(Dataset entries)

[Start of section]

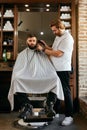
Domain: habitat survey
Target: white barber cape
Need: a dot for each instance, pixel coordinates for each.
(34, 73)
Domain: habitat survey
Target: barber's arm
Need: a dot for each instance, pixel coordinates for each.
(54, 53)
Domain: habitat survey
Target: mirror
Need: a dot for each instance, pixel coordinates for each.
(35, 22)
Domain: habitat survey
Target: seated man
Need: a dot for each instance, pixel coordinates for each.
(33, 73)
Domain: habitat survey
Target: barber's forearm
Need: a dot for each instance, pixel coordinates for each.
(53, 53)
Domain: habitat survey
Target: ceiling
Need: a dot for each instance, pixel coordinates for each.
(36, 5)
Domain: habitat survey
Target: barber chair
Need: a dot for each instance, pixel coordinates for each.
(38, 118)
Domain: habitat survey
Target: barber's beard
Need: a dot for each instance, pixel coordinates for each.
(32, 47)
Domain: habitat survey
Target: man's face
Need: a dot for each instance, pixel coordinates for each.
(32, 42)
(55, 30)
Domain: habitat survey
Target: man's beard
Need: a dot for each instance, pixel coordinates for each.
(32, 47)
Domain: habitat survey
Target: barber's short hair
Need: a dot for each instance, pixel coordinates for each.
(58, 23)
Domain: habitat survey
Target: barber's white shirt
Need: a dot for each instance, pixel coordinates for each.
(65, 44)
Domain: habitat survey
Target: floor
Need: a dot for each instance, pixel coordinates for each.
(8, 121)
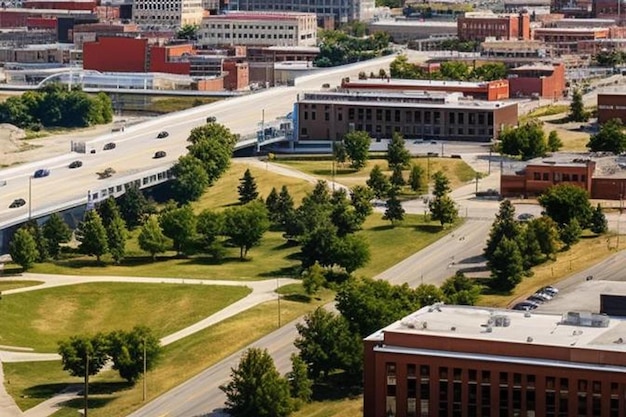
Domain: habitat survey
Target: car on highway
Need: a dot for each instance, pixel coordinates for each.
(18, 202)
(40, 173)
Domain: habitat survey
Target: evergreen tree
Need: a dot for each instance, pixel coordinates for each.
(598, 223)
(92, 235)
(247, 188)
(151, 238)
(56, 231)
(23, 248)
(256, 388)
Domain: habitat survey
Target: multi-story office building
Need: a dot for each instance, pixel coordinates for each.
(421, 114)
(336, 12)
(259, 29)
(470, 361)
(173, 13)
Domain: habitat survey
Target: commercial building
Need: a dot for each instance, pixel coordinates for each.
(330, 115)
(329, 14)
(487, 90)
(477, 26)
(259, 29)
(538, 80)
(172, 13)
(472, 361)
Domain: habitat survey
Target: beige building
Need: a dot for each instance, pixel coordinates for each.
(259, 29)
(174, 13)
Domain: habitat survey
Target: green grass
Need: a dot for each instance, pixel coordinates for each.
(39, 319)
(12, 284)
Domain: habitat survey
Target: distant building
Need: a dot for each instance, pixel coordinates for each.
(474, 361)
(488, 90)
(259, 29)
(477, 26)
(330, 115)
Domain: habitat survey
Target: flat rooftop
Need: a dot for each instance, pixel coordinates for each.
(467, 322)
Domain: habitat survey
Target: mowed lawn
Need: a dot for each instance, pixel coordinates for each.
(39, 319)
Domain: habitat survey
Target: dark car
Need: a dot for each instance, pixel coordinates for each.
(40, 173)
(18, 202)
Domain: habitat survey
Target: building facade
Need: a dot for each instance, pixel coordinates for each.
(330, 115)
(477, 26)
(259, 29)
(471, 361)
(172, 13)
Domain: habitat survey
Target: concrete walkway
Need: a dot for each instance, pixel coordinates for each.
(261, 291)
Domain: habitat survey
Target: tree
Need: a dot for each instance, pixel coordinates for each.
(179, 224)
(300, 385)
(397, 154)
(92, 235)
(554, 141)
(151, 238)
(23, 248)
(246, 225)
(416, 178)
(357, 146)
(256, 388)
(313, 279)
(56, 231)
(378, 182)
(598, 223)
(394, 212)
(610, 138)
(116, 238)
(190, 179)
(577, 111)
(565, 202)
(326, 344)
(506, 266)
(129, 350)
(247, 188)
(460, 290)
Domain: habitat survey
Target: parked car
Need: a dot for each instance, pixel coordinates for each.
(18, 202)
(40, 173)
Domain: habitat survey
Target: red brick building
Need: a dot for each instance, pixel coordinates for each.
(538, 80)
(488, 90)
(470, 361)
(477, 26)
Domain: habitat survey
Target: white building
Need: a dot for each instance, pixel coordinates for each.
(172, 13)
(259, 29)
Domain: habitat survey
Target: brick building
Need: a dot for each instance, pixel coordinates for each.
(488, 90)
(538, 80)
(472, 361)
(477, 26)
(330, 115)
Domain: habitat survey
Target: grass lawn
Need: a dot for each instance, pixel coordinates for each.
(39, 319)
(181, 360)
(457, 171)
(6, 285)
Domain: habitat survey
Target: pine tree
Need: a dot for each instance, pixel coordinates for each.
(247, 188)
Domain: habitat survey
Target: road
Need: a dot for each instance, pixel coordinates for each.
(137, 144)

[End of section]

— THE PROBLEM —
Drop the images and transcribe the entries above exactly.

— FINAL ANSWER —
Domain: habitat survey
Target: white barber cape
Need: a dot for each instance, pixel coordinates for each.
(34, 73)
Domain: habitat survey
Target: barber's arm
Need: a dot for each instance, pixel coordinates for each.
(54, 53)
Domain: habitat survey
Target: mirror
Need: a dot for each instance, pixel coordinates for each.
(35, 22)
Domain: habitat survey
Target: seated man
Need: a dot for each instance, pixel coordinates for each.
(33, 73)
Domain: habitat survey
Target: barber's forearm
Need: a dot for each instance, pixel coordinates for each.
(53, 53)
Domain: habitat survey
Target: ceiling
Need: a dot for each instance, pixel coordinates for each.
(36, 5)
Domain: habitat survey
Target: barber chair
Need: a dot for each instance, pixel coordinates for each.
(38, 118)
Domain: habitat survey
Target: barber's beard
Need: a dot for each instance, pixel coordinates for each.
(32, 47)
Domain: habitat survey
Target: man's face
Need: a dot for each instance, pixel coordinates for each.
(32, 42)
(55, 30)
Domain: habitat survey
Target: man's beard
Need: a dot for each instance, pixel coordinates for each.
(32, 47)
Domain: habitat survey
Target: barber's short hair
Need: a dot for each instance, pixel coordinates for each.
(58, 23)
Domain: habitat survey
Target: barber's white shirt
Need: a dot for each instance, pixel coordinates for each.
(65, 44)
Domain: habitat survey
Target: floor
Need: a dot for each instance, pixel coordinates for each.
(8, 121)
Domain: habitat survey
Target: car on highway
Need: a dot for each instance, pixel coordinates for each.
(18, 202)
(40, 173)
Domain: habitat survey
Target: evergreen tree
Need: a dot for each instance, pixel coordinates for each.
(598, 223)
(92, 235)
(247, 188)
(151, 238)
(56, 231)
(23, 248)
(256, 388)
Domain: habitat survey
Target: multi-story office building
Need: a dot for each instance, pixel coordinates for each.
(421, 114)
(336, 12)
(259, 29)
(470, 361)
(173, 13)
Domain: habitat survey
Target: commercial building
Need: a dot for each instance, pixel coordinates for each.
(330, 115)
(329, 14)
(487, 90)
(477, 26)
(259, 29)
(538, 80)
(172, 13)
(472, 361)
Domain: habitat survey
Target: beige building
Need: a dot for each instance, pixel coordinates for each.
(259, 29)
(174, 13)
Domain: habitat survey
Target: green grass
Need: a dot for each instance, pixel coordinates for each.
(39, 319)
(12, 284)
Domain: habitat survey
Target: distant building
Need: a dot for each instance, pixel coordinates for each.
(474, 361)
(488, 90)
(259, 29)
(477, 26)
(330, 115)
Domain: habitat survey
Target: flat rooftop
Need: a dot for each instance, pixel coordinates for each.
(467, 322)
Domain: habitat survey
Target: mowed lawn
Need: a dot for each instance, pixel coordinates for each.
(39, 319)
Domain: habitat survey
Target: dark car
Need: a dot for each instance, pixel coordinates for each.
(40, 173)
(18, 202)
Domain: habitat survey
Target: building facade
Need: a dot for each instance, pixel coordinates for each.
(330, 115)
(477, 26)
(259, 29)
(471, 361)
(172, 13)
Domain: habitat survey
Target: concrete walkway
Need: a dot for each instance, pixel coordinates for each.
(261, 291)
Domain: habitat survey
Target: tree
Need: a dot for each instance, pixel coordinates for each.
(179, 224)
(300, 385)
(397, 154)
(92, 235)
(554, 141)
(151, 238)
(23, 248)
(246, 225)
(416, 178)
(357, 146)
(256, 388)
(313, 279)
(56, 231)
(378, 182)
(598, 223)
(394, 212)
(610, 138)
(116, 238)
(190, 179)
(577, 111)
(565, 202)
(326, 344)
(506, 266)
(129, 350)
(247, 188)
(460, 290)
Domain: habitat survey
Target: parked car
Need: a dot for each instance, pixel coordinates for each.
(18, 202)
(40, 173)
Domain: habitat survey
Target: red brick building
Need: a dot for each instance, pixel coordinates for each.
(538, 80)
(488, 90)
(470, 361)
(477, 26)
Domain: habitat survey
Target: white building
Need: a dot for each instance, pixel coordinates for each.
(172, 13)
(259, 29)
Domain: habitat survey
Target: brick building
Need: a dot for each instance, pixel coordinates for each.
(488, 90)
(538, 80)
(472, 361)
(477, 26)
(330, 115)
Domain: habitat survey
Target: grass lawn
Need: a dot for each instance, pixel coordinates for each.
(39, 319)
(181, 360)
(457, 171)
(6, 285)
Domain: habitat survey
Target: pine tree
Need: a dot for each instance, pixel coordinates for each.
(247, 188)
Domain: habitat survey
Target: road
Need: a dot for each instance, pixel coordinates for each.
(137, 144)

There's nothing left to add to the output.